---- Records provided

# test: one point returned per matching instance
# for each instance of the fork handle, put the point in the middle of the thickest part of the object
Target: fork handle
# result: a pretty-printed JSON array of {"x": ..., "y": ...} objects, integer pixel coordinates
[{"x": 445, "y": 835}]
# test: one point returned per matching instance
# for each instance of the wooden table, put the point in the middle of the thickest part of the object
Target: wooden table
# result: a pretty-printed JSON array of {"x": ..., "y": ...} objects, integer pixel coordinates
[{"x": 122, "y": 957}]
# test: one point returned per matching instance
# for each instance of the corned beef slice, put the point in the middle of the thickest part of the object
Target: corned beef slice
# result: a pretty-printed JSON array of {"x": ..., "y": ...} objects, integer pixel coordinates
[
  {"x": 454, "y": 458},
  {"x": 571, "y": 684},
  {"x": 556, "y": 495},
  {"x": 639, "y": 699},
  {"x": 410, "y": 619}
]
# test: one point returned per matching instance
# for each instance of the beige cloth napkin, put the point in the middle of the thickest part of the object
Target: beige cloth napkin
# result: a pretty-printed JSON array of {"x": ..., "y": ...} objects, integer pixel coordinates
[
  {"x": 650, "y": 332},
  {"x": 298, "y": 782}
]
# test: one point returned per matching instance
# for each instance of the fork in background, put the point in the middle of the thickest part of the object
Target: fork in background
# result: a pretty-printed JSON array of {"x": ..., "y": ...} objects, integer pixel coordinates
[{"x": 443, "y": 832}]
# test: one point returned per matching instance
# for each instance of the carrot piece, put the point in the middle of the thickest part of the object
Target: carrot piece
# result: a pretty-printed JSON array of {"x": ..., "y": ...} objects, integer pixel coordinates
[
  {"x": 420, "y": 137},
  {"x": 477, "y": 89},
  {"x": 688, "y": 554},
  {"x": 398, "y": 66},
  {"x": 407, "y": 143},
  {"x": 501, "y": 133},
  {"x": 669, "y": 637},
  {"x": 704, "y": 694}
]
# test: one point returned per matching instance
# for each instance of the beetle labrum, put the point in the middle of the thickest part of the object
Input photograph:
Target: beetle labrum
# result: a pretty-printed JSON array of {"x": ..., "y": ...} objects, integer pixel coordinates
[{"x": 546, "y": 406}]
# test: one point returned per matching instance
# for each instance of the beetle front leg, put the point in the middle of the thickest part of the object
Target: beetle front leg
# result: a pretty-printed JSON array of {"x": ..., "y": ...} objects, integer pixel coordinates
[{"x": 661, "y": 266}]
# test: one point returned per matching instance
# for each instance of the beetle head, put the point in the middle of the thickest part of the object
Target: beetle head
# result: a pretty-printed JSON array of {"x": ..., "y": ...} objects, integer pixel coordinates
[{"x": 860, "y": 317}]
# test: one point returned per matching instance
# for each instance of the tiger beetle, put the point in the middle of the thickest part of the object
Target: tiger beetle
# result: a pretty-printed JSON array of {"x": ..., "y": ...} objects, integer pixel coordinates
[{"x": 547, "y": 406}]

--------

What to produce> Your task is to transcribe, with no changes, only the lines of the listing above that lie between the line holding "# for each instance of the fork in" and the line holding "Target: beetle front leg", inclusive.

Answer to this exercise>
# for each instance of the fork in background, put the point in the middle of the thickest part of the object
Target: fork in background
# result: a pretty-printed JSON array of {"x": ..., "y": ...} objects, integer pixel coordinates
[{"x": 443, "y": 832}]
# test: one point returned per matching instance
# for each instance of the carrot piece, put the point in the middle of the thickest part of the object
Target: carrot piece
# result: a pretty-printed JSON array of {"x": ..., "y": ...} objects, integer pixel coordinates
[
  {"x": 420, "y": 137},
  {"x": 477, "y": 89},
  {"x": 688, "y": 554},
  {"x": 398, "y": 66},
  {"x": 407, "y": 143},
  {"x": 501, "y": 133},
  {"x": 669, "y": 637},
  {"x": 704, "y": 694}
]
# test: one point returned per matching instance
# for each instance of the beetle labrum, put the point in the middle of the thickest part of the object
Input photograph:
Target: beetle labrum
# result: a pretty-printed JSON array of {"x": ..., "y": ...} objects, integer pixel coordinates
[{"x": 546, "y": 406}]
# test: one point returned per matching instance
# for each instance of the beetle front leg, put the point in the middle of the thickest part of the object
Target: beetle front leg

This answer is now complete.